▶ _Latihan yang Dikerjakan_
a) Bisakah Anda menuliskan ulang, tanpa perubahan sedikit pun, seluruh bagian teks tentang coelacanth mulai dari "Spesimen ketiga ditangkap" sampai ke "ke perairan dalam."?
b) Bagaimana teks tentang coelacanth berlanjut setelah kalimat terakhirnya? Teruskan tulisannya dari titik itu.

▶ _Teks yang Ditampilkan_
::::::::
Spesimen kedua ditemukan sebelum Natal 1952 oleh nelayan Komoro Ahamadi Abdallah, dideskripsikan sebagai spesies yang berbeda, pertama sebagai Malania hunter dan kemudian sebagai Malania anjounae, setelah Daniel François Malan, seorang Perdana Menteri Afrika Selatan yang mengirimkan SAAF Douglas C-47 Skytrain atas perintah Profesor Smith untuk mengambil spesimen tersebut. Belakangan diketahui bahwa tidak adanya sirip punggung pertama yang pada awalnya dianggap signifikan, disebabkan karena cedera pada awal kehidupan spesimen tersebut. Malan adalah seorang kreasionis yang gigih, ketika dia pertama kali diperlihatkan ikan primitif itu, dia berseru sambil mengedipkan mata, "Ya ampun, itu jelek. Maksudmu kita pernah terlihat seperti itu?" Spesimen yang diambil oleh Smith dipajang di SAIAB di Grahamstown, Afrika Selatan, tempat dia bekerja.
Spesimen ketiga ditangkap pada bulan September 1953 dan spesimen keempat pada bulan Januari 1954. Masyarakat Komoro kini menyadari pentingnya spesies genting ini, dan telah membuat program untuk mengembalikan coelacanth yang tertangkap secara tidak sengaja ke perairan dalam.
Adapun Catatan Smith tentang kisah coelacanth muncul dalam buku Old Fourlegs yang pertama kali diterbitkan pada tahun 1956. Bukunya Sea Fishes of the Indian Ocean yang diilustrasikan dan ditulis bersama oleh istrinya Margaret, tetap menjadi standar referensi iktiologi untuk wilayah tersebut.
Pada tahun 1988, ahli biologi kelautan Hans Fricke menjadi orang pertama yang memotret spesies ini di habitat aslinya 180 meter di lepas pantai barat Pulau Komoro Besar.
::::::::
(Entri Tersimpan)
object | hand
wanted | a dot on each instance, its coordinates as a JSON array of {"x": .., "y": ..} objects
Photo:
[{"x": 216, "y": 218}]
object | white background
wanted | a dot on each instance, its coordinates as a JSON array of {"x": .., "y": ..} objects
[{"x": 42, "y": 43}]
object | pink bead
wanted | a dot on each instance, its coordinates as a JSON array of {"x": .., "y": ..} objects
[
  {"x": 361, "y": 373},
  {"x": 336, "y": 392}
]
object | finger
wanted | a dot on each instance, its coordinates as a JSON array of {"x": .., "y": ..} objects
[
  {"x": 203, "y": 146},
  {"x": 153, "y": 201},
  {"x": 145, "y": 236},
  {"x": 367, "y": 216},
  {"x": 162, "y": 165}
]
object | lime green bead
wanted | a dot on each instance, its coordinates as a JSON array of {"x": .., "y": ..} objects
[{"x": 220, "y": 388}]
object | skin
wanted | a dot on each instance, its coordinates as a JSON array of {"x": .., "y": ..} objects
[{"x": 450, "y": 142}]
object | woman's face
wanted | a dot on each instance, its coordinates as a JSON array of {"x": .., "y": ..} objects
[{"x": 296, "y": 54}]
::::::::
▶ _Hasil Tiap Tugas_
a)
Spesimen ketiga ditangkap pada bulan September 1953 dan spesimen keempat pada bulan Januari 1954. Masyarakat Komoro kini menyadari pentingnya spesies genting ini, dan telah membuat program untuk mengembalikan coelacanth yang tertangkap secara tidak sengaja ke perairan dalam.

b)
= Spesies Kedua dari Indonesia
=Pada tanggal 18 September 1997, Arnaz dan Mark Erdmann saat mereka melakukan perjalanan bulan madu di Indonesia, melihat seekor ikan aneh memasuki pasar di Pulau Manado Tua. Mark mengira itu adalah gombessa (sebutan untuk Coelacanth afrika di komoro) meskipun warnanya coklat & bukan biru. Seorang ahli memperhatikan foto-foto mereka di Internet dan menyadari pentingnya gambar tersebut. Selanjutnya, keluarga Erdmann menghubungi nelayan setempat dan meminta agar hasil tangkapan ikan di kemudian waktu dapat diberikan kepada mereka.
Spesimen Indonesia kedua sepanjang 1,2 m dan seberat 29 kg ditangkap hidup-hidup pada tanggal 30 Juli 1998. Ikan itu hidup selama enam jam sehingga para ilmuwan dapat mendokumentasikan warna, pergerakan sirip, dan perilaku umumnya secara fotografis. Spesimen tersebut diawetkan dan disumbangkan ke Museum Zoologi Bogor, bagian dari LIPI.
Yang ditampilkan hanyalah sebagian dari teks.